Task description — Please copy the entries again, beginning at the line that has "The locator SHOULD return, for each instance of the balcony" and stopping after the line that has "x=596 y=312", but change "railing" to "handrail" and leave everything else unchanged.

>> start Extracted data

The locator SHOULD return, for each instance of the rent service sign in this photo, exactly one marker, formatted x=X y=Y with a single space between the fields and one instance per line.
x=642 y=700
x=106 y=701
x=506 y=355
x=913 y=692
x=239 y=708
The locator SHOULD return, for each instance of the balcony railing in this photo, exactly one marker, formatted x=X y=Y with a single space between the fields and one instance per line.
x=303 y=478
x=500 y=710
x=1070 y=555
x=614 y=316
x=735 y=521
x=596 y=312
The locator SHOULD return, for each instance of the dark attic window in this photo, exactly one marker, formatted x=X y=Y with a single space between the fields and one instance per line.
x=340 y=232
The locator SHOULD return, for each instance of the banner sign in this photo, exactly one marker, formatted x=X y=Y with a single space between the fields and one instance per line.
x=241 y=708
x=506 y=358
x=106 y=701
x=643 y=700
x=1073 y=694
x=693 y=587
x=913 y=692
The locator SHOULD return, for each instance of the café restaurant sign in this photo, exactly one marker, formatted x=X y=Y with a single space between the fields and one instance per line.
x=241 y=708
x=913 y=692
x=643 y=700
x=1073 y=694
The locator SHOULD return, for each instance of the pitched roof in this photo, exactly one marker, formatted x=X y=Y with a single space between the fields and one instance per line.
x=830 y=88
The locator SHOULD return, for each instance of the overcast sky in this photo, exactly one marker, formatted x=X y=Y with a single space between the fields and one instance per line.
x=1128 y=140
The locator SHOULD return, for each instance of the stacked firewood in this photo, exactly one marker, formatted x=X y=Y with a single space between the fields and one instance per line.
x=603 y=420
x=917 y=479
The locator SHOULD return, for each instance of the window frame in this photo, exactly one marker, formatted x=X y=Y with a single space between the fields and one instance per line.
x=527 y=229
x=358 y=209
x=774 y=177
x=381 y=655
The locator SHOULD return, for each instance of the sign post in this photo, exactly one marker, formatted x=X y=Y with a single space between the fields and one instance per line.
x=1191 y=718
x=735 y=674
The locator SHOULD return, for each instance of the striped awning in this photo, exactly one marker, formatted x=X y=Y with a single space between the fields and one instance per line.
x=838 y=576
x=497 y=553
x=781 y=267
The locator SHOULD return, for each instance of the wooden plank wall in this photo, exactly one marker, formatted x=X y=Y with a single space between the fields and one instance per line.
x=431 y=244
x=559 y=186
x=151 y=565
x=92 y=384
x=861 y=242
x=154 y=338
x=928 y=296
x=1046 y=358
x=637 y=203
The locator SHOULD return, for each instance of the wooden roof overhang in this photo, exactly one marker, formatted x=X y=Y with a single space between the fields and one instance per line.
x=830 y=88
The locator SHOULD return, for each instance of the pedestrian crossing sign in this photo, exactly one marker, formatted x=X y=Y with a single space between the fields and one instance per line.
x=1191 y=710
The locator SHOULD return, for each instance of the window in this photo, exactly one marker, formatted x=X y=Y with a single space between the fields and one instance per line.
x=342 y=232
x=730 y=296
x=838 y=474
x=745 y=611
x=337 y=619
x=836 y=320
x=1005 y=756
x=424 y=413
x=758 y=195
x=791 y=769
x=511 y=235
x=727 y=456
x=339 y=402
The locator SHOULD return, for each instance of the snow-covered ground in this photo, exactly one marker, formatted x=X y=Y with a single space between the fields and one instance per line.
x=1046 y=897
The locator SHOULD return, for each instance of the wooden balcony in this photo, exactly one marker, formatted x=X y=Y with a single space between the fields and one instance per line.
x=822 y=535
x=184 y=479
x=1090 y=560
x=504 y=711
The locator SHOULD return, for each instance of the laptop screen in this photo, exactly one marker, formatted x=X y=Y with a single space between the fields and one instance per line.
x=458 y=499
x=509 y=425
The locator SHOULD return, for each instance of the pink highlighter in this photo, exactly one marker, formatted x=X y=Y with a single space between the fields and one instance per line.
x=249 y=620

>> end Extracted data

Solution to this problem —
The locator SHOULD return, for each instance of the balcony handrail in this photo, exactly one marker, formatted x=X y=Y with a single space between the fields and one instance per line.
x=303 y=478
x=500 y=710
x=1070 y=555
x=614 y=316
x=735 y=521
x=596 y=312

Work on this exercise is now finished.